>> start Data provided

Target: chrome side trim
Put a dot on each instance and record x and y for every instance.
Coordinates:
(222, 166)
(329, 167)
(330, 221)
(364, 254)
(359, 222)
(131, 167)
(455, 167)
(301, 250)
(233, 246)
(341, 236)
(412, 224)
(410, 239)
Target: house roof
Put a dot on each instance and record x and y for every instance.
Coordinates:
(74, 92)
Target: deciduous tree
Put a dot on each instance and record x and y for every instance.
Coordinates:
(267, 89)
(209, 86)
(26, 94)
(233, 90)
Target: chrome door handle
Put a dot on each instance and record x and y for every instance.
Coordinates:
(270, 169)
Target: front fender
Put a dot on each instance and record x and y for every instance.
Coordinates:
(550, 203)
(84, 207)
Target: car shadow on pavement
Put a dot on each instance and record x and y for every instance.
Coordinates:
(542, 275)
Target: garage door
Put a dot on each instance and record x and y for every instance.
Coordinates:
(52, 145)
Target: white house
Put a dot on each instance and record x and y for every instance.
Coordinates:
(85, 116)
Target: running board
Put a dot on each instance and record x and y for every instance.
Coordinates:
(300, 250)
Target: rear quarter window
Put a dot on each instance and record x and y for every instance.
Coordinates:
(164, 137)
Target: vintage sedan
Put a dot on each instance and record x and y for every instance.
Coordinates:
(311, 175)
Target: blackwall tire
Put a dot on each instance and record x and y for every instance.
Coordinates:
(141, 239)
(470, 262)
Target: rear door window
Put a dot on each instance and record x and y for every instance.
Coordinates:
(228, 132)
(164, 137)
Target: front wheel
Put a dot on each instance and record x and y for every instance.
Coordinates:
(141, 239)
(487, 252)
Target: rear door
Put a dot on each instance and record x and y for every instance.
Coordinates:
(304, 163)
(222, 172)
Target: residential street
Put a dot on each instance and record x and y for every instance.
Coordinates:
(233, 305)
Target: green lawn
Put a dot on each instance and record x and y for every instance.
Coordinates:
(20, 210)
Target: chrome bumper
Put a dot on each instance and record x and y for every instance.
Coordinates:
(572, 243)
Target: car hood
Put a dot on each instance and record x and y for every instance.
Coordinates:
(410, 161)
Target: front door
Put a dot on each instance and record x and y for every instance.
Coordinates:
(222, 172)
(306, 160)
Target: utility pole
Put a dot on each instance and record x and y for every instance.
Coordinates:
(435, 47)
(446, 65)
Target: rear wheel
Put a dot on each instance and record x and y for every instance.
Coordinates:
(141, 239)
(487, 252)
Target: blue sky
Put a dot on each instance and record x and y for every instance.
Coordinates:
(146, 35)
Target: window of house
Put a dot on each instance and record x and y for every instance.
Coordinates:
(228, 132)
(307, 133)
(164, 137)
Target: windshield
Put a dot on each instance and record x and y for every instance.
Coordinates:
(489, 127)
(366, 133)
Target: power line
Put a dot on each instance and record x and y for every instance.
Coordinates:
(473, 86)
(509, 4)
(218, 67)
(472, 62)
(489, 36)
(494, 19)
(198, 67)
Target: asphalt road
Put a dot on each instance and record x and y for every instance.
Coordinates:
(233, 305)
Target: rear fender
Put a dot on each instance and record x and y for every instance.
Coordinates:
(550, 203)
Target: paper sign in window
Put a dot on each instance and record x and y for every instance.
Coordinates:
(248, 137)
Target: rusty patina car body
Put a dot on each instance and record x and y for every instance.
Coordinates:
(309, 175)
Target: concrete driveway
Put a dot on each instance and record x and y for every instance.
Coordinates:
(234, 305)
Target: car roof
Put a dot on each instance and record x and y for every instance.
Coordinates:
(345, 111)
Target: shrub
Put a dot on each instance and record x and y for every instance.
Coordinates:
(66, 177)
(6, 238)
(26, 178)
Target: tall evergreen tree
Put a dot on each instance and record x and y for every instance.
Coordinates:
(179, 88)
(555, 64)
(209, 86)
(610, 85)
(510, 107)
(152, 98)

>> end Data provided

Job ::
Using the material above, print every entry exactly as written.

Problem solution ::
Target: chrome side trim
Put a dot on each instance and record x and y for every instance.
Coordinates:
(222, 166)
(329, 167)
(330, 221)
(364, 254)
(359, 222)
(131, 167)
(455, 167)
(301, 250)
(233, 246)
(341, 236)
(412, 224)
(410, 239)
Target: house roof
Put a dot on each instance and record x and y for every instance.
Coordinates:
(74, 92)
Target: deciduous tree
Put a dot on each instance and record x and y for every instance.
Coordinates:
(267, 89)
(209, 86)
(26, 94)
(233, 90)
Target: chrome door handle
Put a dot on each instance and record x and y for every instance.
Coordinates:
(270, 169)
Target: front fender
Put a dot on each instance and record x and y for every instance.
Coordinates:
(550, 203)
(84, 207)
Target: car shadow on pavement
Put a dot on each instance and record x and y for every instance.
Coordinates:
(542, 275)
Target: garage door
Put a dot on each instance and record x and y for every instance.
Coordinates:
(52, 145)
Target: white house
Put a dot on each instance and record x and y for every instance.
Coordinates:
(85, 116)
Target: running board
Put a dot on each instance and record x and y for every instance.
Coordinates:
(300, 250)
Target: rear quarter window
Put a dot on each instance and record x and y for every instance.
Coordinates:
(164, 137)
Target: vintage sedan
Put a dot on each instance and record x and y for every instance.
Coordinates:
(311, 175)
Target: blackwall tire
Put a dot on each instance and record x and y for every instance.
Coordinates:
(141, 239)
(470, 262)
Target: rear door window
Put a dot on each instance and record x and y for every instance.
Coordinates:
(228, 132)
(164, 137)
Target: front wheel
Put a dot on each instance and record x and y for every instance.
Coordinates:
(141, 239)
(487, 252)
Target: rear door
Put a dot on each instance and record x and y for every instance.
Coordinates:
(304, 163)
(222, 172)
Target: residential street
Put a dot on each instance and record x and y for every instance.
Coordinates:
(233, 305)
Target: green lawn
Put a dot on each instance and record x and y for every instance.
Coordinates:
(20, 210)
Target: chrome bumper
Put a dot on each instance and record x and y for every instance.
Coordinates:
(572, 243)
Target: car hood
Put a dot on each instance and record x and y for every instance.
Coordinates:
(410, 161)
Target: front door
Put a dot on each instance and record x and y for every instance.
Coordinates:
(222, 172)
(306, 160)
Target: utility pole
Put a dot on each instance and record x and y for every instance.
Coordinates:
(435, 47)
(446, 65)
Target: rear wheel
Put a dot on each instance and record x and y for every instance.
Coordinates:
(141, 239)
(487, 252)
Target: blue sky
Put a dot on each instance and record x and y for every instance.
Coordinates:
(146, 35)
Target: window of house
Put a dot on each instance and record x and y for every instance.
Coordinates:
(228, 132)
(307, 133)
(164, 137)
Target: windshield
Put a dot on each instance and record x and y for every instance.
Coordinates:
(489, 127)
(366, 133)
Target: power line
Put a dot on each instance and record x and y for every instance.
Coordinates:
(473, 86)
(509, 4)
(218, 67)
(472, 62)
(489, 36)
(494, 19)
(198, 67)
Target: asphalt road
Put a dot on each instance and record x and y for every instance.
Coordinates:
(233, 305)
Target: rear fender
Put a dot on each instance and record x and y for every instance.
Coordinates:
(550, 203)
Target: paper sign in window
Put a dot on each instance and record x and y for every instance.
Coordinates:
(248, 137)
Target: rusty patina car body
Put a dot on each instance and record x and y for every instance.
Coordinates:
(309, 175)
Target: concrete driveway
Put a dot on each instance and record x and y for every instance.
Coordinates:
(234, 305)
Target: car roof
Put a dot on each instance and record x and y for every instance.
Coordinates:
(345, 111)
Target: shrub
Put a dot on each instance and record x and y for every instance.
Coordinates:
(66, 177)
(6, 238)
(26, 178)
Target: tall evergreen tree
Put a dot on each instance and record x and y for every instance.
Coordinates:
(179, 88)
(555, 64)
(209, 86)
(610, 85)
(510, 107)
(152, 98)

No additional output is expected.